**Stated goal**
Rewrite the records below, from the line with "Where can you spot the gray" up to and including the line with "(1053, 776)", as a Markdown table with the columns Row and Line. Give each line its row number and leave out any blank lines.

(Stored data)
==================================================

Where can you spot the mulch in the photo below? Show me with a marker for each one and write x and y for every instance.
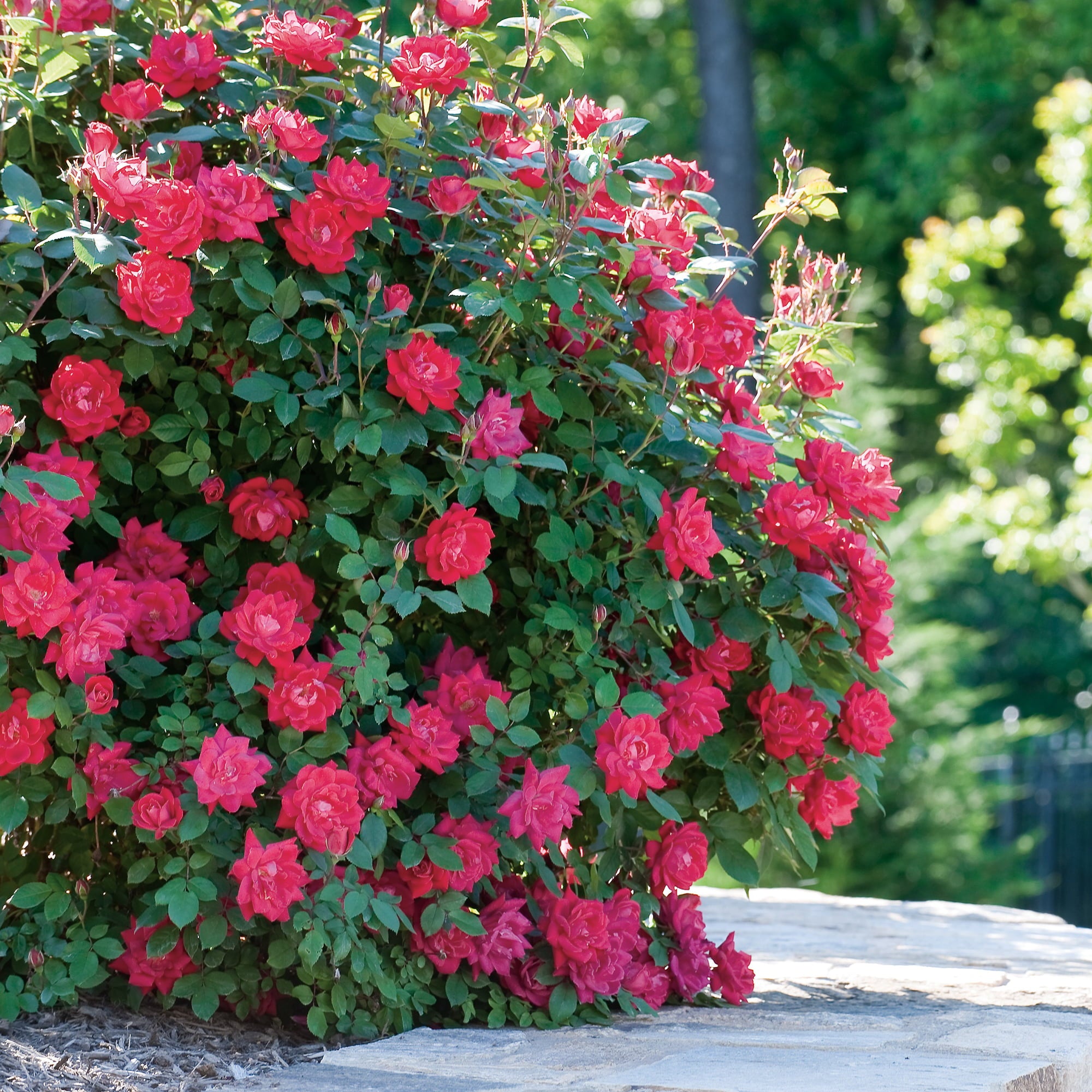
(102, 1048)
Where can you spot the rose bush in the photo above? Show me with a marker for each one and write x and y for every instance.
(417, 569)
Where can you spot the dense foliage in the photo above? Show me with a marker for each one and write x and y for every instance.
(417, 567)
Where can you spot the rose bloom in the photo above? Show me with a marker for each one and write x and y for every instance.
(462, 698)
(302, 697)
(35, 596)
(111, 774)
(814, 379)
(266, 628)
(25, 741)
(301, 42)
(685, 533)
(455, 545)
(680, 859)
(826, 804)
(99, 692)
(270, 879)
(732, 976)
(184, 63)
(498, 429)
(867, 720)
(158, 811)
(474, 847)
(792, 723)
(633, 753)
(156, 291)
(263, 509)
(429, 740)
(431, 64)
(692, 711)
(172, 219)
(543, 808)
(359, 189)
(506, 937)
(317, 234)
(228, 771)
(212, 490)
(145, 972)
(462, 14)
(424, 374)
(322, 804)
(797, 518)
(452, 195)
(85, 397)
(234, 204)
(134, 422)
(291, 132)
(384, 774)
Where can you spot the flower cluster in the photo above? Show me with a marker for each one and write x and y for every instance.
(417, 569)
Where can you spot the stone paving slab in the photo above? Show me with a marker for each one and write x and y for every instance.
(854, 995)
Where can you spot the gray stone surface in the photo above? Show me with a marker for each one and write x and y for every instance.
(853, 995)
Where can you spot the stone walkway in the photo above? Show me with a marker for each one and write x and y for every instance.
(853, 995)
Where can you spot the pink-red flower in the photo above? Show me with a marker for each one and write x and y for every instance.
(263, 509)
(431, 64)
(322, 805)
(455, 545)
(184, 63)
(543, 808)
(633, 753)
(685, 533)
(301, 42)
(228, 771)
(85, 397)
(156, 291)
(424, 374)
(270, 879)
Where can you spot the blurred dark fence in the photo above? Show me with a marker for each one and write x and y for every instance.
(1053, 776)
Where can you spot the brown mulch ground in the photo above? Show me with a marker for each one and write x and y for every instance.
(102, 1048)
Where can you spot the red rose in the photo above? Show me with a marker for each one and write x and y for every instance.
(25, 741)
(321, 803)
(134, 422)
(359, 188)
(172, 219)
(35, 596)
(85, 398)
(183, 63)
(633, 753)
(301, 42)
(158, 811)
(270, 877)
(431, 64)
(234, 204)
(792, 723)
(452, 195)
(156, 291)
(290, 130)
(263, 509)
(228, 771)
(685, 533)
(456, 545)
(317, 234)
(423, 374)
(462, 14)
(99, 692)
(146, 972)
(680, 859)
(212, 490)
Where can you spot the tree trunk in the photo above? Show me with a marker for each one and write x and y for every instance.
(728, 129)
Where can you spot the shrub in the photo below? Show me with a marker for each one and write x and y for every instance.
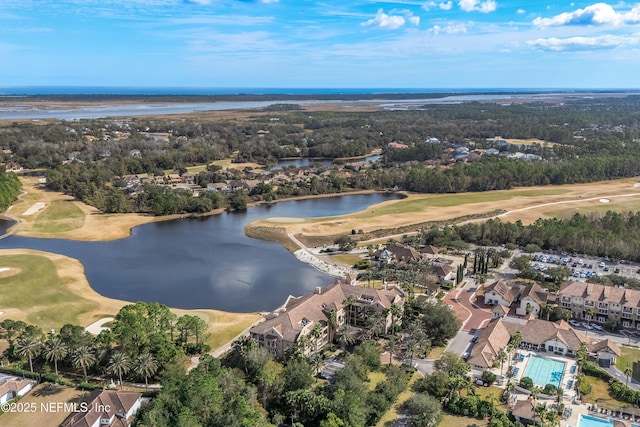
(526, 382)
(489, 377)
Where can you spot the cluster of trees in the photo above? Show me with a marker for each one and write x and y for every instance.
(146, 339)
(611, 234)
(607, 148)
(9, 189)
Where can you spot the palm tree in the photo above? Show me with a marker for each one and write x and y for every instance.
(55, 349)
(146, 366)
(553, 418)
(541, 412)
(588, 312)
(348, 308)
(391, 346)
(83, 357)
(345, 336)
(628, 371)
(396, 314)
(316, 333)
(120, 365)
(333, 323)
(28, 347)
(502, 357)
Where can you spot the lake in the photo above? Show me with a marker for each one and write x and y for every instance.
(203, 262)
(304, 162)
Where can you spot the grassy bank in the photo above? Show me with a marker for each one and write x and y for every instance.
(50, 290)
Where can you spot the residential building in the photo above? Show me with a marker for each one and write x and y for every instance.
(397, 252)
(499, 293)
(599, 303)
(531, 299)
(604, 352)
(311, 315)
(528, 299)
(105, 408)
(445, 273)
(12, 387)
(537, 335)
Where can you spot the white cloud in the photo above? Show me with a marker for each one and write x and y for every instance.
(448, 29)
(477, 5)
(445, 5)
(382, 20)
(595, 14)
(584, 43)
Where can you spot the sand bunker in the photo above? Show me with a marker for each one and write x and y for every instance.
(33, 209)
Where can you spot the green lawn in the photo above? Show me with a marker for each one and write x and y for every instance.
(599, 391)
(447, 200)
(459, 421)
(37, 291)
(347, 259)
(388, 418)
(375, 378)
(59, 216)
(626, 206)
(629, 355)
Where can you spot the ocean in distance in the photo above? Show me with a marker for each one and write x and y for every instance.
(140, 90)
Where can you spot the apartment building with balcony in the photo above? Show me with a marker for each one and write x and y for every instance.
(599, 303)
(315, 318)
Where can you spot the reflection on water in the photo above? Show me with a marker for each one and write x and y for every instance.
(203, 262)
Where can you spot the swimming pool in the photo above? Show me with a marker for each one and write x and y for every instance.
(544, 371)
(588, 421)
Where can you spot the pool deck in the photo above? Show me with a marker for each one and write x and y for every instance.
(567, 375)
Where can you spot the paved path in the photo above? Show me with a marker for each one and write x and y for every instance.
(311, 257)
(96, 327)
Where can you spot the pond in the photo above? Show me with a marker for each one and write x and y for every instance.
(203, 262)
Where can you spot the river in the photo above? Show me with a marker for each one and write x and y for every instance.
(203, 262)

==================================================

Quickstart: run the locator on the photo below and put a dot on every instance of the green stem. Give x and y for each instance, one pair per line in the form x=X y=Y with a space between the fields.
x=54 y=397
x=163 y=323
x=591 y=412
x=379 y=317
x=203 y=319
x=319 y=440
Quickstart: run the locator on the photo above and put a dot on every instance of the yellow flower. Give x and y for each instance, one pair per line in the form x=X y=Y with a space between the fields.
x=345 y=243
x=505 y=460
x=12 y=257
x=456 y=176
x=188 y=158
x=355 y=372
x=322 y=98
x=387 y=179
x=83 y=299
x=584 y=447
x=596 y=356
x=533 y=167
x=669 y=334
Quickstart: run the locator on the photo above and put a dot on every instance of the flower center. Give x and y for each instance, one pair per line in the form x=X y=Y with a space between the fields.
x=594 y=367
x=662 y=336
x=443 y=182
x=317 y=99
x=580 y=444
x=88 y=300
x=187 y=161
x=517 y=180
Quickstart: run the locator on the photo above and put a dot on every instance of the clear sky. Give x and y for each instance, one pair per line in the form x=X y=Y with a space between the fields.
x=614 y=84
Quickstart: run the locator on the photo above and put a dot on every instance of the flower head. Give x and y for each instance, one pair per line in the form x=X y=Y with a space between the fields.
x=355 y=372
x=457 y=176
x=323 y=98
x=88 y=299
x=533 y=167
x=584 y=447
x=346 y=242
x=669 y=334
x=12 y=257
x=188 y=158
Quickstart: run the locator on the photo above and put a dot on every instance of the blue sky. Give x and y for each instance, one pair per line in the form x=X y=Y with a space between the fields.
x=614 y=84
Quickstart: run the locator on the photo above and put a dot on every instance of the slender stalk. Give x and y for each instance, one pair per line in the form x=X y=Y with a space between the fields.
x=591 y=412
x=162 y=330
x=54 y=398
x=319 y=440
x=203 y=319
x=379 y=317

==================================================

**Written answer**
| Row | Line |
|---|---|
| 1 | Where can you spot the gray stone surface in the photo above? Show me with a marker for each one and write x and y for every instance. |
| 2 | (853, 995) |
| 3 | Where can you spot the stone walkway in the photo above? Show me with a marker for each one and write x and y for every instance. |
| 4 | (853, 995) |
| 5 | Where can you spot the pink-red flower in the photo above? Show me with a marker for each one and write x and y for every instance. |
| 6 | (263, 509) |
| 7 | (431, 64) |
| 8 | (322, 805) |
| 9 | (455, 545) |
| 10 | (184, 63) |
| 11 | (543, 808) |
| 12 | (633, 753) |
| 13 | (685, 533) |
| 14 | (301, 42) |
| 15 | (228, 771) |
| 16 | (85, 397) |
| 17 | (156, 291) |
| 18 | (424, 374) |
| 19 | (270, 879) |
| 20 | Where can you spot the blurred dark fence in the photo above? Show me with a marker for each one and write x and y for every instance. |
| 21 | (1053, 776) |